Records from a collection:
**********

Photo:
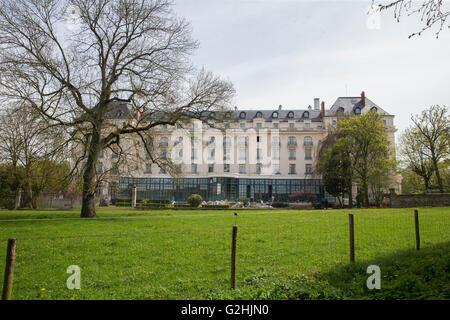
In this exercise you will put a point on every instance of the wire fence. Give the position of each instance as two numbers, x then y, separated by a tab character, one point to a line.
190	264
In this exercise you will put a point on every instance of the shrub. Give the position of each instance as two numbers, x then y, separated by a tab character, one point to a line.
181	205
280	205
245	201
216	206
195	200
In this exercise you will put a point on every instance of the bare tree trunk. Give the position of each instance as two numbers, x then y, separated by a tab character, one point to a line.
426	181
350	194
89	178
17	202
438	175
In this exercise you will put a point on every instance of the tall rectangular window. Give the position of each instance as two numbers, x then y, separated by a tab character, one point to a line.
292	154
241	154
308	154
275	140
259	154
292	169
276	154
227	154
276	168
212	154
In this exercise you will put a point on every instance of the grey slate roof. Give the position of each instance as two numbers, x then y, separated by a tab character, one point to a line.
283	115
120	110
349	104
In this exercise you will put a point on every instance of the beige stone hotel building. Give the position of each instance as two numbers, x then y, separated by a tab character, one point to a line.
260	155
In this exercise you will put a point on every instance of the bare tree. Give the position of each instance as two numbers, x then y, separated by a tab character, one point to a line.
26	142
433	135
431	12
128	51
416	156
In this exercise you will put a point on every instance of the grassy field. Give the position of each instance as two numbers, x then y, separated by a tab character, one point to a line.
282	254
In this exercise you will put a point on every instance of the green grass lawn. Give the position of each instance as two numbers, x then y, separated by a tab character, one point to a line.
281	254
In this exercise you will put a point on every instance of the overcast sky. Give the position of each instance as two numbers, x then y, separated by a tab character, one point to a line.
289	52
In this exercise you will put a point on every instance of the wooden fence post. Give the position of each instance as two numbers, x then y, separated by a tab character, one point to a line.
9	269
352	237
233	258
416	222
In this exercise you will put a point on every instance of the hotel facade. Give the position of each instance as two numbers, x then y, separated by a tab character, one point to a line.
260	155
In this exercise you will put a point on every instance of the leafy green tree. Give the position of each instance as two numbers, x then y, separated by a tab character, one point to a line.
365	141
415	156
334	166
432	135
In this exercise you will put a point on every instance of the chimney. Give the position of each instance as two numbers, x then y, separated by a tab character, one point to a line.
138	114
316	103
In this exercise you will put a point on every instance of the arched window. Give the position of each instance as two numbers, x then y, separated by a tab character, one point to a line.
292	141
164	142
227	141
178	141
211	141
307	141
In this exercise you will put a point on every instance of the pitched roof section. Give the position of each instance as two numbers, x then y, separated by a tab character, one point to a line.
282	115
349	104
118	110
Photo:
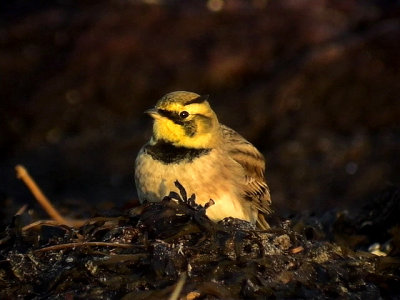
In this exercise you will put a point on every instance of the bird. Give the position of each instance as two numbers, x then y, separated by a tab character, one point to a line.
209	159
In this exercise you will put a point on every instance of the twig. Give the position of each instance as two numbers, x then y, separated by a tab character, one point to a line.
23	174
178	288
83	244
21	210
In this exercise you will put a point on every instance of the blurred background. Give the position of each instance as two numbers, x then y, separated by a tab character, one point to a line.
314	84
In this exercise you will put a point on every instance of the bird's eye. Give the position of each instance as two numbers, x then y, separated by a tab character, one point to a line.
184	114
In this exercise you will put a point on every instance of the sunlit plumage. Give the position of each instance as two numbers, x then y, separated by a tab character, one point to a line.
209	159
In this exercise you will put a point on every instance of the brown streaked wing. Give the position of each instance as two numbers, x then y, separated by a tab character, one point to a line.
253	163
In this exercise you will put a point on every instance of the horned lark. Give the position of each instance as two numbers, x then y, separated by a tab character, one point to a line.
209	159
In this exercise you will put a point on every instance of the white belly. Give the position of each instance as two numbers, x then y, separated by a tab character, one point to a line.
207	177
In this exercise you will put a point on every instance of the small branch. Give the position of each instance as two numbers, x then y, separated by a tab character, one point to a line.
178	288
83	244
23	174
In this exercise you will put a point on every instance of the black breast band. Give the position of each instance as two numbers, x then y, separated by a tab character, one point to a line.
168	153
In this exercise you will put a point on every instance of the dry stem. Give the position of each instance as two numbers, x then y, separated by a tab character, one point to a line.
23	174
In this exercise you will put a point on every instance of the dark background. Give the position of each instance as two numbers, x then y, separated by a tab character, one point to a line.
313	84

**********

[PROMPT]: Put every line of the records above into a Markdown table with two columns, Row for the row number and Line for the line itself, and skip blank lines. Leave the pictures out of the table.

[EXERCISE RESULT]:
| Row | Line |
|---|---|
| 1 | Photo: |
| 2 | In this exercise you will put a point on every instance of the wire fence. Give the position of each instance as two numbers, x then y, separated by a tab character, one point to a line. |
| 3 | 190	264 |
| 4 | In this exercise you will put a point on every instance of the shrub. Give the position of each instance as two numbers, x then y, separated by a tab character, one point to a line. |
| 5 | 181	205 |
| 6 | 280	205 |
| 7 | 245	201 |
| 8 | 216	206 |
| 9 | 195	200 |
| 10 | In this exercise you will put a point on every instance of the bare tree trunk. Give the position of each instance as two numbers, x then y, separated by a tab character, one point to a line. |
| 11 | 426	181 |
| 12 | 350	194 |
| 13 | 89	178 |
| 14 | 17	202 |
| 15 | 438	175 |
| 16 | In this exercise you will put a point on every instance of the tall rectangular window. Give the position of each instance as two numbers, x then y, separated by a tab character, one point to a line. |
| 17 | 292	154 |
| 18 | 241	154 |
| 19 | 308	154 |
| 20 | 275	140 |
| 21 | 259	154 |
| 22 | 292	169 |
| 23 | 276	154 |
| 24 | 227	154 |
| 25 | 276	168 |
| 26 | 212	154 |
| 27 | In this exercise you will put a point on every instance of the grey slate roof. Give the position of each instance as two numbers, x then y, separated by a tab character, one point to a line. |
| 28 | 283	115 |
| 29 | 120	110 |
| 30 | 349	104 |
| 31 | In this exercise you will put a point on every instance of the beige stone hotel building. Give the position of each instance as two numbers, x then y, separated by a tab character, one point to a line. |
| 32 | 260	155 |
| 33 | In this exercise you will put a point on every instance of the bare tree. Give the position of each instance as two numbers, x then y, separated by a tab character, one point to a line. |
| 34 | 26	142 |
| 35 | 433	135 |
| 36 | 431	12 |
| 37 | 128	51 |
| 38 | 416	156 |
| 39 | In this exercise you will put a point on every instance of the grassy field. Give the position of each instance as two numbers, x then y, separated by a tab character, one point to a line. |
| 40 | 282	254 |
| 41 | In this exercise you will put a point on every instance of the green grass lawn. Give the position of each instance as two numbers, x then y, separated by a tab character, one point to a line. |
| 42 | 281	254 |
| 43 | In this exercise you will put a point on every instance of the overcast sky. Give the position of each instance as two numbers, x then y, separated by a tab character, one point to a line. |
| 44 | 289	52 |
| 45 | In this exercise you will put a point on every instance of the wooden fence post. Give the position of each instance as two numbers, x then y, separated by a tab character, one point to a line. |
| 46 | 9	269 |
| 47 | 352	237 |
| 48 | 233	258 |
| 49 | 416	222 |
| 50 | In this exercise you will put a point on every instance of the hotel facade. Give the position of each instance as two numbers, x then y, separated by a tab character, one point to a line. |
| 51 | 260	155 |
| 52 | In this exercise you will put a point on every instance of the leafy green tree. Give the position of each instance as two numbers, x then y, separated by a tab character, one point to a line. |
| 53 | 365	141 |
| 54 | 415	156 |
| 55 | 334	166 |
| 56 | 432	135 |
| 57 | In this exercise you will put a point on every instance of the chimney. Give the position of each instance as two numbers, x then y, separated by a tab character, one point to a line. |
| 58 | 138	114 |
| 59 | 316	103 |
| 60 | In this exercise you will put a point on every instance of the arched window. Give the position of each instance as two numbers, x then y, separated by a tab character, one point to a line. |
| 61 | 292	141 |
| 62 | 164	142 |
| 63 | 227	141 |
| 64 | 178	141 |
| 65 | 211	141 |
| 66 | 307	141 |
| 67 | In this exercise you will put a point on every instance of the pitched roof section. Give the position of each instance as two numbers, x then y, separated by a tab character, one point to a line. |
| 68 | 282	115 |
| 69 | 349	104 |
| 70 | 118	110 |
| 71 | Photo: |
| 72 | In this exercise you will put a point on every instance of the bird. Give the position of each instance as two numbers, x then y, separated by a tab character, one point to a line. |
| 73 | 209	159 |
| 74 | In this exercise you will put a point on every instance of the twig. Give the position of each instance as two numbers, x then y, separated by a tab character, one point to a line. |
| 75 | 23	174 |
| 76 | 178	288 |
| 77 | 83	244 |
| 78 | 21	210 |
| 79 | In this exercise you will put a point on every instance of the blurred background. Give the position of each instance as two numbers, x then y, separated by a tab character, one point to a line. |
| 80 | 314	84 |
| 81 | In this exercise you will put a point on every instance of the bird's eye. Give the position of each instance as two numbers, x then y, separated by a tab character, one point to a line. |
| 82 | 184	114 |
| 83 | In this exercise you will put a point on every instance of the sunlit plumage. Give the position of each instance as two numbers, x then y, separated by a tab character, one point to a line. |
| 84 | 209	159 |
| 85 | In this exercise you will put a point on every instance of the brown streaked wing. Give the position of each instance as two numbers, x then y, separated by a tab character, one point to a line. |
| 86 | 253	163 |
| 87 | In this exercise you will put a point on every instance of the horned lark. Give the position of each instance as two numbers, x then y, separated by a tab character, one point to a line. |
| 88 | 209	159 |
| 89 | In this exercise you will put a point on every instance of the white belly. Give the position of each instance as two numbers, x then y, separated by a tab character, one point to a line. |
| 90 | 207	177 |
| 91 | In this exercise you will put a point on every instance of the small branch. Give the position of each instance as two numbers, x then y, separated by a tab character, one point to a line. |
| 92 | 178	288 |
| 93 | 83	244 |
| 94 | 23	174 |
| 95 | In this exercise you will put a point on every instance of the black breast band. Give the position of each instance as two numbers, x then y, separated by a tab character, one point to a line. |
| 96 | 168	153 |
| 97 | In this exercise you will put a point on every instance of the dry stem. Give the position of each instance as two numbers, x then y, separated by a tab character, one point to a line. |
| 98 | 23	174 |
| 99 | In this exercise you will put a point on every instance of the dark background. Give the position of each instance as two numbers, x then y, separated by a tab character, one point to a line. |
| 100 | 313	84 |